**TASK OBJECTIVE**:
Somewhere below, one line contains "like point(446, 189)." and a later line contains "like point(518, 112).". Output those two lines and everything between them exactly, and nothing else.

**THE RECORDS**:
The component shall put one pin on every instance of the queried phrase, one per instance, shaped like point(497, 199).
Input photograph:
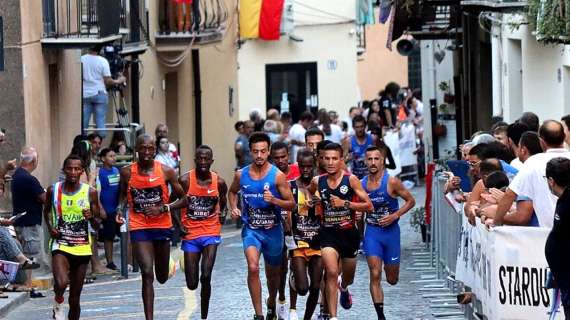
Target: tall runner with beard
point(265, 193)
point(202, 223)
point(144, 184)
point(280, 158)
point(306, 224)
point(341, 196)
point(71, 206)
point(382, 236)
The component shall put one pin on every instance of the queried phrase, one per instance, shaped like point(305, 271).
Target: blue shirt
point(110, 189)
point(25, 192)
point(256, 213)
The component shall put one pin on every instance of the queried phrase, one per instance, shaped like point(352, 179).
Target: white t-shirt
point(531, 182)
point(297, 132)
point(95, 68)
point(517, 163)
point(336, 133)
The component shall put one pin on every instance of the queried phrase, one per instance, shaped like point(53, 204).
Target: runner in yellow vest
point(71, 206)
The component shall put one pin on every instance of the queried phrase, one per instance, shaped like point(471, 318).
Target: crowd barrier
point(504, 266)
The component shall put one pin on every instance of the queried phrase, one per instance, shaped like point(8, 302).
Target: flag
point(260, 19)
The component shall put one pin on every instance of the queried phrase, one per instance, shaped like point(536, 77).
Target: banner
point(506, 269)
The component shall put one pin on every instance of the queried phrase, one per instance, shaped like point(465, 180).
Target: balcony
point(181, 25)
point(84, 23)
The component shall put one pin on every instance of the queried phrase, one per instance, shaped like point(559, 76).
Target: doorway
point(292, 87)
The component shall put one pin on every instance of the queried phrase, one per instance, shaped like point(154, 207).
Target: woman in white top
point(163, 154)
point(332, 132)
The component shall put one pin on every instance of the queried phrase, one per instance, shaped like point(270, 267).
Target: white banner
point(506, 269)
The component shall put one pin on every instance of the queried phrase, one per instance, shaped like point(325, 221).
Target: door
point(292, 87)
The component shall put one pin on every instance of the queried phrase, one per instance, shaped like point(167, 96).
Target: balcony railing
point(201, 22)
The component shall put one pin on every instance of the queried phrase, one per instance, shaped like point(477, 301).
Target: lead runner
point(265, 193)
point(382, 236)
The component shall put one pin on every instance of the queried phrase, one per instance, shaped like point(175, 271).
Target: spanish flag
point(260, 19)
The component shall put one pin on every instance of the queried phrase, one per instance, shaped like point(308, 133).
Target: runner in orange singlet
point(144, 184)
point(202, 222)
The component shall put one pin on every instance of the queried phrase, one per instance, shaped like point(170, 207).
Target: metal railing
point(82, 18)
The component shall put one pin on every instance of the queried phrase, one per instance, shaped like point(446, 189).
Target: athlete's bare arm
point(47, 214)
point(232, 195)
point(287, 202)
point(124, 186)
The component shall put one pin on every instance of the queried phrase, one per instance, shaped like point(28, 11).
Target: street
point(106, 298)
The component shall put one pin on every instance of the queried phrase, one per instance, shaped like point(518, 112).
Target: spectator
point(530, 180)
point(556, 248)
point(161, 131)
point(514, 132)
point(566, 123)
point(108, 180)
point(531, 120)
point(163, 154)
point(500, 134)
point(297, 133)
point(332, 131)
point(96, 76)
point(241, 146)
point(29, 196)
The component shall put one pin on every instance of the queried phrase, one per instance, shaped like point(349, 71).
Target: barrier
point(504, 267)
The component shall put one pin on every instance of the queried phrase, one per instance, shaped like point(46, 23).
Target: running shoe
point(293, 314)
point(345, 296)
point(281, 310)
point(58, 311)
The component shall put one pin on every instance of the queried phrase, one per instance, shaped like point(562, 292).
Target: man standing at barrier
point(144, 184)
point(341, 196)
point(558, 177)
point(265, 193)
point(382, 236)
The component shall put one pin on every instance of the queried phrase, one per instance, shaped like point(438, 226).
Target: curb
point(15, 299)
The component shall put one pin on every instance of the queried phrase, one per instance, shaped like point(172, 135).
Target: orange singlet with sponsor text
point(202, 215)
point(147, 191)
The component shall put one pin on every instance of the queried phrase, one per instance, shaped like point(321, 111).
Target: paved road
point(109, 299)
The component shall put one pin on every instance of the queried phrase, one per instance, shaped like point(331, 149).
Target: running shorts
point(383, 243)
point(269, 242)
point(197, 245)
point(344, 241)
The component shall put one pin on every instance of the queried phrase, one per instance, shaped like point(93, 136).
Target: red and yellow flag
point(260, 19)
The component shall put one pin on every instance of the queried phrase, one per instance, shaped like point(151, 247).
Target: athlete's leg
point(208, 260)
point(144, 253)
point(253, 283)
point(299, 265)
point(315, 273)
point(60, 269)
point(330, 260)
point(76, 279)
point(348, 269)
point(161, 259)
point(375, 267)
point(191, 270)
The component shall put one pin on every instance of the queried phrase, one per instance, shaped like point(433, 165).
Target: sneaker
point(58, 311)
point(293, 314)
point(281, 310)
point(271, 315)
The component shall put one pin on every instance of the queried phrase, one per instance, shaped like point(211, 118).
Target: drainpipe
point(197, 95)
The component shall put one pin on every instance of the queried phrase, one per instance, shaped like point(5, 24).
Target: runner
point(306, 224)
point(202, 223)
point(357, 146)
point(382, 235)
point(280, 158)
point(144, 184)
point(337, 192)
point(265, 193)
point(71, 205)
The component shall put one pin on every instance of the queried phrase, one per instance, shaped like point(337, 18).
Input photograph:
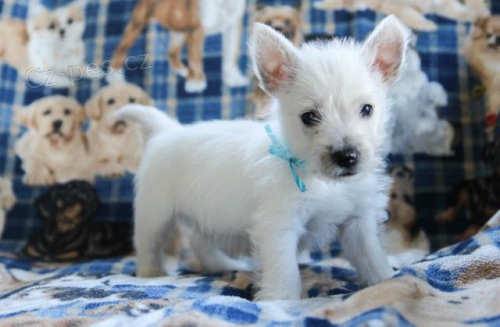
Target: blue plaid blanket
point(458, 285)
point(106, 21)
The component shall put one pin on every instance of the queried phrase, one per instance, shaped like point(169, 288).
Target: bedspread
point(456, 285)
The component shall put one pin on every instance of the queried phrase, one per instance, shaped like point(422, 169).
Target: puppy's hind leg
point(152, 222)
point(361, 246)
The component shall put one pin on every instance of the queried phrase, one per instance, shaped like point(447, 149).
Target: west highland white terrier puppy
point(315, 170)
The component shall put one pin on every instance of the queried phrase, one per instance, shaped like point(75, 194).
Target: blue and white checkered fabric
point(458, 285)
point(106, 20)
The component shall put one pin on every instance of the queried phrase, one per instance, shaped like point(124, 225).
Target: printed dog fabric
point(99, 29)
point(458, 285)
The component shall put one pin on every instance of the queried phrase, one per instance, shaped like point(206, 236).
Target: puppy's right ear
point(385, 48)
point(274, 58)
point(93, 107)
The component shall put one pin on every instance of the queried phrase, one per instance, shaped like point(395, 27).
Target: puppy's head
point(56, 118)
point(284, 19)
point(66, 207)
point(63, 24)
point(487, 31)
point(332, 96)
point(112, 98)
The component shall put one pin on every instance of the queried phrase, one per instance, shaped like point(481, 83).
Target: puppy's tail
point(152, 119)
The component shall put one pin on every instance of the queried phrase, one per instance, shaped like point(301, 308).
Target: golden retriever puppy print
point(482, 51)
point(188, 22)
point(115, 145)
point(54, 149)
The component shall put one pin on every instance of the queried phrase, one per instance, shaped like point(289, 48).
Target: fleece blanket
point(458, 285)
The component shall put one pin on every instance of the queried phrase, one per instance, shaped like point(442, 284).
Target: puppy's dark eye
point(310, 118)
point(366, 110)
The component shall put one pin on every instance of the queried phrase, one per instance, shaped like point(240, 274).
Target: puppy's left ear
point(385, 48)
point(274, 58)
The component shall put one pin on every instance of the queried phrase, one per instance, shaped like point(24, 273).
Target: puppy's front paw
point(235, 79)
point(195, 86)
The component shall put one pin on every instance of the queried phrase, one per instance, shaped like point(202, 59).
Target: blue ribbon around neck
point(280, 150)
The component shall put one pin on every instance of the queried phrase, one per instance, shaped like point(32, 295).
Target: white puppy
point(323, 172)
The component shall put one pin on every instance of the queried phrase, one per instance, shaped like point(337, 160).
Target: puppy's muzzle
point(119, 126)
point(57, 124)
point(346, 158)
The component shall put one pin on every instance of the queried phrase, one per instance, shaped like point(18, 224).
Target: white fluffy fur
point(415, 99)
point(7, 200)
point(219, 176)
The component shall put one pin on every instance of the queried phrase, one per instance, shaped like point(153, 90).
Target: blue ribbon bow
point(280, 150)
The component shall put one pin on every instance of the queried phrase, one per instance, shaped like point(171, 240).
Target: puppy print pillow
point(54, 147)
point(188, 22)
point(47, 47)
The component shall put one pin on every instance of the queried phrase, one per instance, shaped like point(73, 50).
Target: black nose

==

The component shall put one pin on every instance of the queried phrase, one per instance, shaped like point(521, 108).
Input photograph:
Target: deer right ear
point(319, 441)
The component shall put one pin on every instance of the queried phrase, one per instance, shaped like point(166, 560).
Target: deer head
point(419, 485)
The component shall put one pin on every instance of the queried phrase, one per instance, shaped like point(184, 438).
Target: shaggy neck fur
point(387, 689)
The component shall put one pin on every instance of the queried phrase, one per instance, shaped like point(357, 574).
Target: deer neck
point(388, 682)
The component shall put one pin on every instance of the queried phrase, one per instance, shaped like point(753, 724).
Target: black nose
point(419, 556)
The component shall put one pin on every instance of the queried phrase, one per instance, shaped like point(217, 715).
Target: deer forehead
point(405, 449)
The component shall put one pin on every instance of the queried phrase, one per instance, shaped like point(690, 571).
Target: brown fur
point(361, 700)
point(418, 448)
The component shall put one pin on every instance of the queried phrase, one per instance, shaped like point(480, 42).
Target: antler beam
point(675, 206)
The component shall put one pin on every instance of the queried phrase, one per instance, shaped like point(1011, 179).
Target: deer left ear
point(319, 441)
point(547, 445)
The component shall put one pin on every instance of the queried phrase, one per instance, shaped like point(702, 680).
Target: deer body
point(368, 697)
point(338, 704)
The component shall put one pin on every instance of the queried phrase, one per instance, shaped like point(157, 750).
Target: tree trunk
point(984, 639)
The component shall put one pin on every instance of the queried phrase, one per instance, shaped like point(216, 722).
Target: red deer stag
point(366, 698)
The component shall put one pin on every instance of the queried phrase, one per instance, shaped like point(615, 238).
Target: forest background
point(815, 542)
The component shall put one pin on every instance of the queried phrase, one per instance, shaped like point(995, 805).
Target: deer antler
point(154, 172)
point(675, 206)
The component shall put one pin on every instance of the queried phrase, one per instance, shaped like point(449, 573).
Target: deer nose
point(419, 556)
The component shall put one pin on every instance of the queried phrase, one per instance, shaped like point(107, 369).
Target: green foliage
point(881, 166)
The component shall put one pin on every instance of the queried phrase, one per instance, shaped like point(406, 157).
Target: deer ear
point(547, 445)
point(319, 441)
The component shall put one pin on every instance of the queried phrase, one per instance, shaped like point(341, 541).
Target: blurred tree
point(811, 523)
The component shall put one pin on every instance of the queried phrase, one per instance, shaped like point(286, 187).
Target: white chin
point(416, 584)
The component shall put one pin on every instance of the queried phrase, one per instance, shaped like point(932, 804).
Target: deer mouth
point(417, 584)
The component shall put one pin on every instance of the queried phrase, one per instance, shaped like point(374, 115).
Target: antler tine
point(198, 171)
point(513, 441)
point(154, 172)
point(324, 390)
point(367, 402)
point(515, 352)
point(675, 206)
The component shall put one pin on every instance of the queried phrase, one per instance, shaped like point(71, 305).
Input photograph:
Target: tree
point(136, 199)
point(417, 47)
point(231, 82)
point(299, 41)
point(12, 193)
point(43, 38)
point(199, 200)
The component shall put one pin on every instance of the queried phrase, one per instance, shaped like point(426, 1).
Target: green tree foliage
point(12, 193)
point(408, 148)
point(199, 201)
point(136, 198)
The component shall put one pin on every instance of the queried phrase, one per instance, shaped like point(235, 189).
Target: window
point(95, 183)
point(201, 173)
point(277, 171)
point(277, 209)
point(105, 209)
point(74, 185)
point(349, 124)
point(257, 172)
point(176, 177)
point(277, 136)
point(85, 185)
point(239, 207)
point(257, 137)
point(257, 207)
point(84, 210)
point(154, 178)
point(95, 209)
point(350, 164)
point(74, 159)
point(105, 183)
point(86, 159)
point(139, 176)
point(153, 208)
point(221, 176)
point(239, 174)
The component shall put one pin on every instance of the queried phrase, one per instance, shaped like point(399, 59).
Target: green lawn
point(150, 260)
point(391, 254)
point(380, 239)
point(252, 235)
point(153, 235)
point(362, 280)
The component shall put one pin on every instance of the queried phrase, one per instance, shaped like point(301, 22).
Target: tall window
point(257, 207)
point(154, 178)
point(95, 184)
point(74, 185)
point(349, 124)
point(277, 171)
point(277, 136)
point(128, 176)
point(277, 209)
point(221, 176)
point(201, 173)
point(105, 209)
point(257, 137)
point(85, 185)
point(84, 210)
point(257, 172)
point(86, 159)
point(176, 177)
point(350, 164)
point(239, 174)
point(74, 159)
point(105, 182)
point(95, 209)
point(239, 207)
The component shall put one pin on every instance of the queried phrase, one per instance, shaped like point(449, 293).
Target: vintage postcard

**EXERCISE OUTPUT**:
The component shall put one pin on every instance of the queried phrase, one per instance, shaped like point(446, 189).
Target: athlete's bare arm
point(47, 214)
point(232, 195)
point(287, 202)
point(124, 186)
The component shall put one pin on every instance of the queried phrase, one per instance, shaped like point(28, 11).
Target: street
point(106, 298)
The component shall put one pin on every instance of the queried phrase, one per instance, shaped like point(518, 112).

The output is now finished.